— PROBLEM STATEMENT —
Copy only this range: the line with "Target: beige stucco facade" through the final line of the material, inclusive at both ends.

=== SUPPLIED RECORDS ===

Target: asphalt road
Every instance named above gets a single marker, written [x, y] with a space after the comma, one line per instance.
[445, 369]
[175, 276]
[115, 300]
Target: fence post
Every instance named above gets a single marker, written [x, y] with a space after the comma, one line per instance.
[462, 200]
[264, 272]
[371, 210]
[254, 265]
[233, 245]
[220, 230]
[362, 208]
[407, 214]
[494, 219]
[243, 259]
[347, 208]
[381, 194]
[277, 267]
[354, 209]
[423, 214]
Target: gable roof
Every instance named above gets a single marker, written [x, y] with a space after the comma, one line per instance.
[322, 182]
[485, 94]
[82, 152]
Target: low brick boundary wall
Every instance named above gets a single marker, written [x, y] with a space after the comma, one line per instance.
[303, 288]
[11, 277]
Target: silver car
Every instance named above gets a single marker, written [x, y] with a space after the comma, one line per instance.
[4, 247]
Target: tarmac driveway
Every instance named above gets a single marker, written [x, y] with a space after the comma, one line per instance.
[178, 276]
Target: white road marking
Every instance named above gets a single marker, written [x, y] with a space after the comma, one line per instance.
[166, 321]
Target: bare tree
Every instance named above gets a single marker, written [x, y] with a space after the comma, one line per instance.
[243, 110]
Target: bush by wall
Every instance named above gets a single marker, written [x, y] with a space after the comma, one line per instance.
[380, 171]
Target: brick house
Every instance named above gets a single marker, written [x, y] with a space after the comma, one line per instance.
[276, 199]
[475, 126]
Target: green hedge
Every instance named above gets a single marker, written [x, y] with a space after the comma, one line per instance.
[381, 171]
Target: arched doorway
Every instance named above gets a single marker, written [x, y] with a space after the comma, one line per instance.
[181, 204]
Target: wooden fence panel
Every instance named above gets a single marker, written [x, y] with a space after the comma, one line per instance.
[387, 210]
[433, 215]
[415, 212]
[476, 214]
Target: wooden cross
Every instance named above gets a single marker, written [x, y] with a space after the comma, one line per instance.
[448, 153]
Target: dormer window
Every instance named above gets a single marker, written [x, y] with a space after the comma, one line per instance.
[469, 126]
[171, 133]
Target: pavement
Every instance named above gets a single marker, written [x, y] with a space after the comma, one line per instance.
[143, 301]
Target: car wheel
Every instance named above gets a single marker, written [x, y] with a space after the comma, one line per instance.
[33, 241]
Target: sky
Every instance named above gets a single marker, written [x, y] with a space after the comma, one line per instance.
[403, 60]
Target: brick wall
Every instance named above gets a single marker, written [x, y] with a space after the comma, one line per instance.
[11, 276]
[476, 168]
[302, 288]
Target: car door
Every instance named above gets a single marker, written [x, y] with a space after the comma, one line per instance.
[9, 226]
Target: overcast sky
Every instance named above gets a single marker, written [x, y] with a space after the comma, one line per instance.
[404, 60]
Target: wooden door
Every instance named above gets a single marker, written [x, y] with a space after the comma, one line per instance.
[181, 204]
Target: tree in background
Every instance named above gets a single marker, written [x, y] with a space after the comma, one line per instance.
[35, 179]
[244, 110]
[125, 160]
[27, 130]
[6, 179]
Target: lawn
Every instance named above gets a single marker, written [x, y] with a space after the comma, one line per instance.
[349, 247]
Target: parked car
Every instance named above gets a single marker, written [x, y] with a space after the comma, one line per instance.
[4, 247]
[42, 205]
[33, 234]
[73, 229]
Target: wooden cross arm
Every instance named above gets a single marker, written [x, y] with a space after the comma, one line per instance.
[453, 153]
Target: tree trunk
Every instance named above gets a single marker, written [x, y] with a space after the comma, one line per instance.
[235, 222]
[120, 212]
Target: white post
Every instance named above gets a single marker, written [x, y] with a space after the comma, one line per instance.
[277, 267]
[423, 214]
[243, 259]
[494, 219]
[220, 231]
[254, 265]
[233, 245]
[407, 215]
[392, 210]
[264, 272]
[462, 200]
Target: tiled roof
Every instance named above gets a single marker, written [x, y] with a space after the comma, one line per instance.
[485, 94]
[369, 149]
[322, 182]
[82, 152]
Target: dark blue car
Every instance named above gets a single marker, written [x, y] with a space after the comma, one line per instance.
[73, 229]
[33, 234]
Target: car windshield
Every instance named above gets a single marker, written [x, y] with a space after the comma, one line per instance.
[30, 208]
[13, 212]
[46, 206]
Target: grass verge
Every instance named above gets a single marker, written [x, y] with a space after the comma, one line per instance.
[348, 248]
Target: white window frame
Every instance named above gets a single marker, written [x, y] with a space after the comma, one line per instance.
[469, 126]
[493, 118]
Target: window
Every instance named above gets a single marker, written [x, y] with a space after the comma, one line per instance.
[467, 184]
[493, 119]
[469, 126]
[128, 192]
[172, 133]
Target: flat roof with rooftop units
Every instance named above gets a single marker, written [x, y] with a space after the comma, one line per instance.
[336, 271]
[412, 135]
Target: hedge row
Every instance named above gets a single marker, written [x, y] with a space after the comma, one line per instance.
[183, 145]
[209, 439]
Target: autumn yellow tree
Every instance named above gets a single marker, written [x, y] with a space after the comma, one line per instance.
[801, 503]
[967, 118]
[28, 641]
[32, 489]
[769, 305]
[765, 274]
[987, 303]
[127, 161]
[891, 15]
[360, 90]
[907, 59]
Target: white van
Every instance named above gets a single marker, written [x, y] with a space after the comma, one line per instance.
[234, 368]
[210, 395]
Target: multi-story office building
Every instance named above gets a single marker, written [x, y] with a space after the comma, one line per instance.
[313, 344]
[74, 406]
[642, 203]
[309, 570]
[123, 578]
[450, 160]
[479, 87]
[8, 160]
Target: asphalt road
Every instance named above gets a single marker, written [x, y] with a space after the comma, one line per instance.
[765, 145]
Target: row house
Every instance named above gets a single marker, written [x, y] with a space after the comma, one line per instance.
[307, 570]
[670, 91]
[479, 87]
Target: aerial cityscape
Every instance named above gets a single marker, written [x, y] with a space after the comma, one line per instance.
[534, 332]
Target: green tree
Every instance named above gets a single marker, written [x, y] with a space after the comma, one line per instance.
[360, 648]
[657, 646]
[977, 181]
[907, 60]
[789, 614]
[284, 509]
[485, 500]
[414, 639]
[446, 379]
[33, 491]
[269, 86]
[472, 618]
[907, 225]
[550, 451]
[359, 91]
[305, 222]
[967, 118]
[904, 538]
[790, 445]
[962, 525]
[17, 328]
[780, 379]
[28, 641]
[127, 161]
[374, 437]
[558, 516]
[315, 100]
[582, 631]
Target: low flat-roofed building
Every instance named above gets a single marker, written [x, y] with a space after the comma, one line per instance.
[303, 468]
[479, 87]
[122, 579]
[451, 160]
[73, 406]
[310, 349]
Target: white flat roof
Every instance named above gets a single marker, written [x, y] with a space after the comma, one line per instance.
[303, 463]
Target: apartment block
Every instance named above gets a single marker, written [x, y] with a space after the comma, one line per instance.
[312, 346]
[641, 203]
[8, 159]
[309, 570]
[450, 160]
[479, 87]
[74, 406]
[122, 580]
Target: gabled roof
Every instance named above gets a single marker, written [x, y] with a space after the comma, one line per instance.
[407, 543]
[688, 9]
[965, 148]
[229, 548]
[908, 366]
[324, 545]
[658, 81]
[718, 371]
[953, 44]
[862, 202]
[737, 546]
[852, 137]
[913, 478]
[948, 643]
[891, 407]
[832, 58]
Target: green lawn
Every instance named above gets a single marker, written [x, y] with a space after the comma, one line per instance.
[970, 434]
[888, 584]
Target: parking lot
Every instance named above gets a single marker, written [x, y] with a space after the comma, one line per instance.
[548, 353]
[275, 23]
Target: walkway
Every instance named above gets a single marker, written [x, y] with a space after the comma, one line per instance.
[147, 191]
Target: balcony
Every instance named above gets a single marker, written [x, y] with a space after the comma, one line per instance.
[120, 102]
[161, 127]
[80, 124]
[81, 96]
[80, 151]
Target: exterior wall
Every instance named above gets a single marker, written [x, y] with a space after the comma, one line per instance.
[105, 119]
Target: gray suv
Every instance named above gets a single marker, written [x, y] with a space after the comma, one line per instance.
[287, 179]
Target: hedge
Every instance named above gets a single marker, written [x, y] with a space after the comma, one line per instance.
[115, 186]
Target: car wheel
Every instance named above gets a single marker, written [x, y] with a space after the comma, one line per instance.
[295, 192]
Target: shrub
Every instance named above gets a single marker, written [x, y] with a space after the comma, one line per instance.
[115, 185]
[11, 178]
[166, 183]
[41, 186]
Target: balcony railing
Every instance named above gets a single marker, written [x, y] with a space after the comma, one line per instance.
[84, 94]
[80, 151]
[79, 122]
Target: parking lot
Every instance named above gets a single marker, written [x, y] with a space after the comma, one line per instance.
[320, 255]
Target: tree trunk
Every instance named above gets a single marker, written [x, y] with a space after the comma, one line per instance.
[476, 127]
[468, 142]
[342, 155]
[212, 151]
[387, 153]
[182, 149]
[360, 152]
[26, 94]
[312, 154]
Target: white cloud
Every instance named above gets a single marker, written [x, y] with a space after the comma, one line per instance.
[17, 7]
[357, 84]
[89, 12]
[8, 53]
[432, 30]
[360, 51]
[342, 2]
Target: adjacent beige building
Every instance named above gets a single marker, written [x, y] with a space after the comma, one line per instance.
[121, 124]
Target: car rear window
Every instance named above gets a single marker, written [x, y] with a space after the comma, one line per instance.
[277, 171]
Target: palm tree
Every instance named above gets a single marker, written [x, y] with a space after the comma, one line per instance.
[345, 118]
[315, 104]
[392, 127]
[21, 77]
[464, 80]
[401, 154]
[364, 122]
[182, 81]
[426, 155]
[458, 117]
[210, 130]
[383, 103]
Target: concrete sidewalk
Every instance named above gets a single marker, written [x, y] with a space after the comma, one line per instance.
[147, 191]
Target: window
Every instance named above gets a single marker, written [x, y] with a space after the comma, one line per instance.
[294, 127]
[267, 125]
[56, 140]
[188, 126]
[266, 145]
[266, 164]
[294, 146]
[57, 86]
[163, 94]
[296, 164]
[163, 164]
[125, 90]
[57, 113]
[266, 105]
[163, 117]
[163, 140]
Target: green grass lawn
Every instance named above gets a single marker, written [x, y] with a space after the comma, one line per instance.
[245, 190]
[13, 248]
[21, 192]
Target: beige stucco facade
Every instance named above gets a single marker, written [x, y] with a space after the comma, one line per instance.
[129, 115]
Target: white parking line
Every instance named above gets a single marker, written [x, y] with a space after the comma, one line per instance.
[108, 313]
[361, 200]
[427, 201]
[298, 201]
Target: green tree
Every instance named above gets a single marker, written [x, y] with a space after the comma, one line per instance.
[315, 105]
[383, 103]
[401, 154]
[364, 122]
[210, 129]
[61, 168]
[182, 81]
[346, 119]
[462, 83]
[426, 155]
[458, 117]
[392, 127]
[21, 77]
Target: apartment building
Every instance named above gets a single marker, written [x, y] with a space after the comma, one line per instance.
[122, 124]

===

— EXERCISE RESPONSE —
Target: beige stucco facade
Every instance named above gets a single marker, written [x, y] with a space after the comma, one line per instance.
[129, 115]
Target: white parking line
Every instance named above gets a single marker, written [x, y] with a space after the comma, one line per instance.
[108, 313]
[361, 200]
[427, 201]
[298, 201]
Target: green tree
Every instance named above gets a single marker, written [x, y] with a space after the comma, one line per instance.
[315, 105]
[383, 103]
[401, 154]
[364, 122]
[210, 129]
[61, 168]
[182, 81]
[346, 119]
[462, 83]
[426, 155]
[458, 117]
[392, 127]
[21, 77]
Target: apartment building
Every instance named above gets a single marker, written [x, y] with a space after the comma, one line per instance.
[122, 124]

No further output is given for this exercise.